--- DATASET RECORDS ---
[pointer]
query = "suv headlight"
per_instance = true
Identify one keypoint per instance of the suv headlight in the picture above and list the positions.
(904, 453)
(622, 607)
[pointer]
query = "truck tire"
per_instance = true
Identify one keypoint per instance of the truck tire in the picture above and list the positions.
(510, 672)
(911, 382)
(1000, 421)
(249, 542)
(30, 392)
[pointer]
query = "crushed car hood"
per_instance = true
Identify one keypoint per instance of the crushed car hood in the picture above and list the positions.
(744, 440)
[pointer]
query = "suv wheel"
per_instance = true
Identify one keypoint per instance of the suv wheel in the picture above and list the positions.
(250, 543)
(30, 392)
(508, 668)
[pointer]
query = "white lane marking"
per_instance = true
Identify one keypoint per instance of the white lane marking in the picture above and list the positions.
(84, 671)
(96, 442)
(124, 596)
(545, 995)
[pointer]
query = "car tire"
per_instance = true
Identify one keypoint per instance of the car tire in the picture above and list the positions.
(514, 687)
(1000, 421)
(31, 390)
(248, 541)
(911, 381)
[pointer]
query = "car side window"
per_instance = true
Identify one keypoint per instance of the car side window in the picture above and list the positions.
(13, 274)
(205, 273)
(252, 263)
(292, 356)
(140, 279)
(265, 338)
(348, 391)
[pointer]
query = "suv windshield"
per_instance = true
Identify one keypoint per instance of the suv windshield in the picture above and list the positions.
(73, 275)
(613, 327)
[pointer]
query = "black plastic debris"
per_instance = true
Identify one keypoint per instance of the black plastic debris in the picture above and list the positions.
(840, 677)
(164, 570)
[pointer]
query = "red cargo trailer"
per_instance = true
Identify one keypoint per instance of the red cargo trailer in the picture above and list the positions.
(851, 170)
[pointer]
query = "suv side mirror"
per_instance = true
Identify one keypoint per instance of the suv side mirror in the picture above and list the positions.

--- JOB ---
Reproduce all of the records above verbatim, from the first line through the last, changing nothing.

--- WRITTEN SOLUTION ---
[pointer]
query = "suv headlight"
per_instance = true
Identify one keypoint per instance of the suv headlight in the picture above and list the positions.
(904, 453)
(622, 607)
[pointer]
query = "truck tire"
per_instance = true
Identify one keypoint per instance of the truck tire in the picture above and list the positions.
(510, 672)
(911, 382)
(1000, 421)
(249, 542)
(30, 392)
[pointer]
query = "crushed car hood"
per_instance = true
Identify one keypoint per instance of the crushed car hood in the picture above and list the positions.
(744, 440)
[pointer]
query = "suv wheel"
per_instance = true
Identify one keypoint per instance of the suv wheel in the picture above and list the positions.
(250, 543)
(30, 392)
(508, 668)
[pointer]
query = "white lane marking"
per_instance = true
Identify one keypoint per instance of the white lane marking in the picture above and list the positions.
(84, 671)
(96, 442)
(124, 596)
(545, 995)
[pointer]
query = "car tire"
per_instance = true
Identify one keypoint per instance of the car tire in the picture above and list the positions.
(514, 687)
(1000, 421)
(31, 390)
(248, 541)
(911, 381)
[pointer]
query = "car side window"
per_instance = true
Identify one keypoint per instance of the car side window in the picture above and list the positions.
(13, 274)
(205, 273)
(252, 263)
(292, 356)
(140, 279)
(265, 338)
(348, 391)
[pointer]
query = "suv windshield"
per_instance = true
Identify one keypoint per instance of the suv windshield in the picture above and list the positions.
(73, 275)
(613, 327)
[pointer]
query = "black plastic debris"
per_instance = true
Identify one keypoint per instance of the black plastic debris in the picture above and list the positions.
(840, 677)
(164, 570)
[pointer]
query = "red cargo trailer"
per_instance = true
Identify one keypoint per instance of the red cargo trailer in the picture above and list the positions.
(851, 170)
[pointer]
query = "suv side mirror"
per_instance = true
Identify one keypoint per instance of the suv side mirror in the picture above and list the positions.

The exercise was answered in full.